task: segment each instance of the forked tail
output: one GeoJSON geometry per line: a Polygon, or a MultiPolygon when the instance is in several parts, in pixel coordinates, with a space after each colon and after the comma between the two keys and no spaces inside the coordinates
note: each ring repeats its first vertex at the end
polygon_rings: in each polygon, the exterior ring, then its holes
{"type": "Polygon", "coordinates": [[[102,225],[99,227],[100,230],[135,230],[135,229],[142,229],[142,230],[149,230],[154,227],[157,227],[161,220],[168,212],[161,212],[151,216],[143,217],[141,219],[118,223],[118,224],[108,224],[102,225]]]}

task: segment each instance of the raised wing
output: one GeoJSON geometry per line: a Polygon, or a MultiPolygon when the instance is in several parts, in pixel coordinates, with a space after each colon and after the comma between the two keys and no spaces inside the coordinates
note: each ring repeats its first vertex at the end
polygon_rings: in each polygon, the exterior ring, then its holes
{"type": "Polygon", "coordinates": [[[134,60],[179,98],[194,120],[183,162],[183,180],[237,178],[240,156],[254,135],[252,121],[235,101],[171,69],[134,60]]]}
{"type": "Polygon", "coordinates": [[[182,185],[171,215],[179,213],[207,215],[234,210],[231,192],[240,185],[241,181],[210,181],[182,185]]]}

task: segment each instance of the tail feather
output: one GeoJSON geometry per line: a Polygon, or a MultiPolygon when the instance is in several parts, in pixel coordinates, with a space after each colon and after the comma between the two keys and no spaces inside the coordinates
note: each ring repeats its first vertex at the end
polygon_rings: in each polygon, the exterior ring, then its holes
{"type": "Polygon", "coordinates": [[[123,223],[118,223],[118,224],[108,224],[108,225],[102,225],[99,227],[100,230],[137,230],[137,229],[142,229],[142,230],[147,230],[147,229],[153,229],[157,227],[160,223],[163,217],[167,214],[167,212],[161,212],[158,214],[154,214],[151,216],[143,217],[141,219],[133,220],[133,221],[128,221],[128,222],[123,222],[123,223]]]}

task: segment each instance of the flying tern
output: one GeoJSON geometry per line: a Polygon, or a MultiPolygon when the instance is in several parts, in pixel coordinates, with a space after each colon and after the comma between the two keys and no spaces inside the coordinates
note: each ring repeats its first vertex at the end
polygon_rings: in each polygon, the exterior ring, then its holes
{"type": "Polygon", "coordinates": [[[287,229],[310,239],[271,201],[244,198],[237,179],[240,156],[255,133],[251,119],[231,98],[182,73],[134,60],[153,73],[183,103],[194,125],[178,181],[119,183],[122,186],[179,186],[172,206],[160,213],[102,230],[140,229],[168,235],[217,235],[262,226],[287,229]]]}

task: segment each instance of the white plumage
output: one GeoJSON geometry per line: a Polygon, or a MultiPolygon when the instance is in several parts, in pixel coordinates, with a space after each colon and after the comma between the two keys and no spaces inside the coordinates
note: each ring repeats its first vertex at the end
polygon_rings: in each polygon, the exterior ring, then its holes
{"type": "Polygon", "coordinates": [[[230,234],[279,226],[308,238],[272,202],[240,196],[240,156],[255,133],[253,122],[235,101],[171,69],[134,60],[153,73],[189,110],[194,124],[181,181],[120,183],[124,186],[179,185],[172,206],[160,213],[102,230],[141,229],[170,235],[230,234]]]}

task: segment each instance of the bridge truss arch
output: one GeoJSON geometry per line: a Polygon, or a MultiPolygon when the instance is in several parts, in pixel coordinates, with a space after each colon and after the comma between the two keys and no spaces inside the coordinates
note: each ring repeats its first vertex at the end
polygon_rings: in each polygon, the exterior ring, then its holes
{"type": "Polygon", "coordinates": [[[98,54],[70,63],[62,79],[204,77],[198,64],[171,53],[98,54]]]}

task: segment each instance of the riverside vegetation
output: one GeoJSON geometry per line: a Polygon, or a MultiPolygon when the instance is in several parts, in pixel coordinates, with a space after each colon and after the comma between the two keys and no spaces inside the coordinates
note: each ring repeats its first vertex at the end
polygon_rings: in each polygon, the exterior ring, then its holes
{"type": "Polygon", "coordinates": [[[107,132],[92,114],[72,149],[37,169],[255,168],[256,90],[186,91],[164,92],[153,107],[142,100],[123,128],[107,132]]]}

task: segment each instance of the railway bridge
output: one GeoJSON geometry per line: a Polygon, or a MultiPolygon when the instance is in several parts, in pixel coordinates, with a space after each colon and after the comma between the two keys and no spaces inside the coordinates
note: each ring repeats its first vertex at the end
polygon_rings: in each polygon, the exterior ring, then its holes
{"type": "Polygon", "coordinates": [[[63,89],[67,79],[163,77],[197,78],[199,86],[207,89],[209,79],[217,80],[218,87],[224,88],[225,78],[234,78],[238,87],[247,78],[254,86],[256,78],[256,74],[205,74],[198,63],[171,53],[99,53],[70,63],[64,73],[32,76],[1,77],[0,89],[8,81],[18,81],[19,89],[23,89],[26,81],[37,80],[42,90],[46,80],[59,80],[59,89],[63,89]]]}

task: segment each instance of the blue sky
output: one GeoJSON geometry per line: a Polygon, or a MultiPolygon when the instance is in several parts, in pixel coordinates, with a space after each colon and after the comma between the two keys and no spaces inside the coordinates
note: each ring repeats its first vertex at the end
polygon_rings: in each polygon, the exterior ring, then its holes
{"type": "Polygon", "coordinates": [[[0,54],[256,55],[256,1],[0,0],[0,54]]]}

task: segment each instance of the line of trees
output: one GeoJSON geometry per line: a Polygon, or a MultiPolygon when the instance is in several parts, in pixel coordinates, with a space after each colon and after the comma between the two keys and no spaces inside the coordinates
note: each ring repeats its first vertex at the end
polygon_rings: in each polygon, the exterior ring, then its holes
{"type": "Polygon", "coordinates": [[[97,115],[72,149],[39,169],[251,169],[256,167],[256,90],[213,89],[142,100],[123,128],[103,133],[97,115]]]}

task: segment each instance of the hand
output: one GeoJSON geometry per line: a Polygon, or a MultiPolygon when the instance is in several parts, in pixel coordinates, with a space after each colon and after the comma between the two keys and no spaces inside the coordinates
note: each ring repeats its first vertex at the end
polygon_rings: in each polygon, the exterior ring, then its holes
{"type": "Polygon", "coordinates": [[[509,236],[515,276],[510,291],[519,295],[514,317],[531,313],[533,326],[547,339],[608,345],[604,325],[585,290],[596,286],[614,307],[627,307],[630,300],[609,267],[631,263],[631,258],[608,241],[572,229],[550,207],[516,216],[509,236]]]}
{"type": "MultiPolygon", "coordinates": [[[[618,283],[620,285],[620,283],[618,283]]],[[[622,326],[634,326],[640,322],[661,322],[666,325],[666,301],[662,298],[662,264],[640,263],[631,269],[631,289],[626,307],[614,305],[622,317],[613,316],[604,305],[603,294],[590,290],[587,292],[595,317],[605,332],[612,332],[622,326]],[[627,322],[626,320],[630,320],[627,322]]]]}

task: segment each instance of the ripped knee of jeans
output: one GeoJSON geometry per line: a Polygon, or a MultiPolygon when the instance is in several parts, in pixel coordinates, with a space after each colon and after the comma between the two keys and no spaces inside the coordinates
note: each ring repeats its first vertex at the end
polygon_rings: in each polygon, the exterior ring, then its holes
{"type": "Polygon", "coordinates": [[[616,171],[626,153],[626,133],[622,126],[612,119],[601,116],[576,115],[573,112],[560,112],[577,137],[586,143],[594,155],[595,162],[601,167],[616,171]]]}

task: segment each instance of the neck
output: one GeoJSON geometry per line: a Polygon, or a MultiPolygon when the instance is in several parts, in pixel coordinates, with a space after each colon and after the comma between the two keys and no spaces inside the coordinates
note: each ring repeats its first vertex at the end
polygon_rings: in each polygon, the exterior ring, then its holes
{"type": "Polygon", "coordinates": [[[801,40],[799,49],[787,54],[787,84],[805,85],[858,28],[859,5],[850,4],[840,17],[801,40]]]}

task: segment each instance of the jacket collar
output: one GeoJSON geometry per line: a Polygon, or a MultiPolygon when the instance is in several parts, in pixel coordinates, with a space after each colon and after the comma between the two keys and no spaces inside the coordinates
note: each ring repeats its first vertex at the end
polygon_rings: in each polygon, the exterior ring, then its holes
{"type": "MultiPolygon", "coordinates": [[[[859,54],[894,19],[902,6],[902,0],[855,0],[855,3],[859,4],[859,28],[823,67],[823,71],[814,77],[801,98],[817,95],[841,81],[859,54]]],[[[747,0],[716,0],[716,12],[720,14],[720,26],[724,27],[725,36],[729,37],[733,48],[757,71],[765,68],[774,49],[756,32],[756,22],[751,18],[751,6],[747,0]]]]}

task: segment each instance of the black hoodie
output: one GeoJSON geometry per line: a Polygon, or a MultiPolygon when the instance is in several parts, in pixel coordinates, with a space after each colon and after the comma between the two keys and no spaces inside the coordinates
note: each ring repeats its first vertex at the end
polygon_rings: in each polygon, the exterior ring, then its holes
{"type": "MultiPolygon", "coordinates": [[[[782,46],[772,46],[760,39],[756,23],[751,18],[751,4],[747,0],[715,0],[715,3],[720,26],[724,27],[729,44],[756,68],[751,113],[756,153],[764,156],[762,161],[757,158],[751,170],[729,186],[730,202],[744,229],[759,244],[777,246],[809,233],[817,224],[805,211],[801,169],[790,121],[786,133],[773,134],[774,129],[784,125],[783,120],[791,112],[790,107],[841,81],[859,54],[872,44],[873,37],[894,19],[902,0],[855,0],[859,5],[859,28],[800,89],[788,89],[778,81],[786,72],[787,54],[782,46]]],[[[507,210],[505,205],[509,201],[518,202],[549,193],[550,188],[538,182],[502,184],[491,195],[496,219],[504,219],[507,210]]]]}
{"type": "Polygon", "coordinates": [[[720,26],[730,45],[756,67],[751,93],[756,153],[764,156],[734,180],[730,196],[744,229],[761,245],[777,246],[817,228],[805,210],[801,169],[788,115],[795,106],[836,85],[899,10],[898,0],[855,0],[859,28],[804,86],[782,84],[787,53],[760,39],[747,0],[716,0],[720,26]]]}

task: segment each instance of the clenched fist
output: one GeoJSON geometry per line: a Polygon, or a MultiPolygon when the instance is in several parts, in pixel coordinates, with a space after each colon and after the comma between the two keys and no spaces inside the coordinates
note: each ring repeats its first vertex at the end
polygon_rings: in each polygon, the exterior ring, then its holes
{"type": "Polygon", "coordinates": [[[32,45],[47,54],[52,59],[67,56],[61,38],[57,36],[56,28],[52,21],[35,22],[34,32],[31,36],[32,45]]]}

• • • •

Objective: Report each line above that contains the word "tail", copying every such line in full. Case counts.

Written answer:
task: segment each instance of the forked tail
task: segment each instance of the tail feather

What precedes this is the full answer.